▶ **TEXT**:

BCPs don't work - see BCP38 for the canonical example.

If operators were consistent (as in globally, uniform, ubiquitous without
exception) in applying best practices, these proposals would not even
exist. Their mere existence is proof that they are needed.

"reject" will only help once implemented, on upgraded or newly deployed
routers; ditto for "open"; "route-leaks" requires operator configuration,
but uses a transitive-optional attribute (and thus works alongside
non-upgraded routers). All three are needed, for their respective
attributes (on by default; stop leak origination; limit leak propagation).

The long tail on upgrades is what makes all three needed. No single one is
sufficient by itself, unless/until every router has been upgraded AND
configured. The three together are an imperfect but scalable and
incrementally deployable set of improvements with real global results.

Trying to move things in a productive direction.

My $0.02.

Brian

On Thu, Apr 20, 2017 at 10:50 AM, Alvaro Retana (aretana) <aretana@cisco.com
> wrote:

> Jared:
>
> Hi!
>
> Not everyone in this thread was part of the initial conversations we had,
> so to give a little background:  I think (yes, still) that the document (as
> is in -05) should be marked as updating rfc4271 because it starts off
> saying that it “defines the default behavior of a BGP speaker…” and later
> (Section 2) describes specific changes pointing at pieces of rfc4271:
> “…MUST consider any routes advertised by an EBGP peer ineligible for route
> selection (section 9.1.1 [RFC4271])…”.
>
> Again, what gives me heartburn and the reason this document caught my
> attention is that change in the default – and from this thread, I can see
> that is an issue for others.

▶ **AIM OF THE EXERCISE**:
Please extend the BGP mailing-list email above, picking up right after its final sentence.

(Items from a dataset)
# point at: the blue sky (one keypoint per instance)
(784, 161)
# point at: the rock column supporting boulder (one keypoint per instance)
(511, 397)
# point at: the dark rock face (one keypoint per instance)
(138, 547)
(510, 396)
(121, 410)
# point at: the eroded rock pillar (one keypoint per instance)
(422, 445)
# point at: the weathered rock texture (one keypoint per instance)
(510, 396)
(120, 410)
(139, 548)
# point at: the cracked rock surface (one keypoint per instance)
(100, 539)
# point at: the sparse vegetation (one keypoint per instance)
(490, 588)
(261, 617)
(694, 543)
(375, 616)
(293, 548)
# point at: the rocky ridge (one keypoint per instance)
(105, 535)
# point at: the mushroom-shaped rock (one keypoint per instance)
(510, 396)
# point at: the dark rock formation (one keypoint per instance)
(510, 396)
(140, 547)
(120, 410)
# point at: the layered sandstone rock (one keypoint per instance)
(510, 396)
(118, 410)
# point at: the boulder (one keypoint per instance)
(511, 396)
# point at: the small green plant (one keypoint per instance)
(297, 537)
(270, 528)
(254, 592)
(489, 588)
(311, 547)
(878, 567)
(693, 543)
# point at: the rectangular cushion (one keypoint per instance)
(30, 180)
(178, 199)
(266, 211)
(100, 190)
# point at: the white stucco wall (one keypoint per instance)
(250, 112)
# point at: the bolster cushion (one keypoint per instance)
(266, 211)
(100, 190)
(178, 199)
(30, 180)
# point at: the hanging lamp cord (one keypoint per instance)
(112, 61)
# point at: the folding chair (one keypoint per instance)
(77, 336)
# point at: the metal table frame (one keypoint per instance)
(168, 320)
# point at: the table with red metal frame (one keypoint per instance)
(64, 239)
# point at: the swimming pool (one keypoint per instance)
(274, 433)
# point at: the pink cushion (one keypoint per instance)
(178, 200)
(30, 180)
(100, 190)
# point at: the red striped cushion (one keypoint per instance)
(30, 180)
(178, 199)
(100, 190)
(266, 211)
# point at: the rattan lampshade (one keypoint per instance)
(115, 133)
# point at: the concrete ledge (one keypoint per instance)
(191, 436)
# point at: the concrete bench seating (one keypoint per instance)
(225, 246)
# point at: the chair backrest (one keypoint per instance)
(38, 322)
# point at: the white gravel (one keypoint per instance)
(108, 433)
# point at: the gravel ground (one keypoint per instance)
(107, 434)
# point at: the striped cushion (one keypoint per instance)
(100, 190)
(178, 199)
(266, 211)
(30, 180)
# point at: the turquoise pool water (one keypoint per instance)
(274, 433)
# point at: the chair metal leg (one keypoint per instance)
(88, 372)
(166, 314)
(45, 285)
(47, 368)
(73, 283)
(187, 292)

▶ **ANSWER FOR THE TASK**:
>
>
> Reading what you wrote below, about other potential options to achieve the
> same result, I agree with you that the bar doesn’t have to be as high as
> changing the default in rfc4271.  But the current document doesn’t reflect
> that.
>
> Maybe what we need is to describe the solution in a way that is not so
> rfc4271-specific.  Explain what the behavior should be (not how to achieve
> it), and even talk about the operational pain, and what operators should
> consider with the current not-specified behavior (which the document
> doesn’t do much of now).  I think that would be a very different document
> with a different set of discussion points, but one that could lead to the
> goal.
>
> During the early thread of this draft (a couple of years ago), several
> people suggested that the status should be a BCP.  I can see how a document
> explaining the pains and the considerations for Internet routers could be a
> BCP.
>
> Just trying to move the conversation forward.
>
> Alvaro.
>
>
>
> On 4/20/17, 12:07 PM, "Jared Mauch" <jared@puck.Nether.net> wrote:
>
>         To make it clear: I don't want to break someones routers.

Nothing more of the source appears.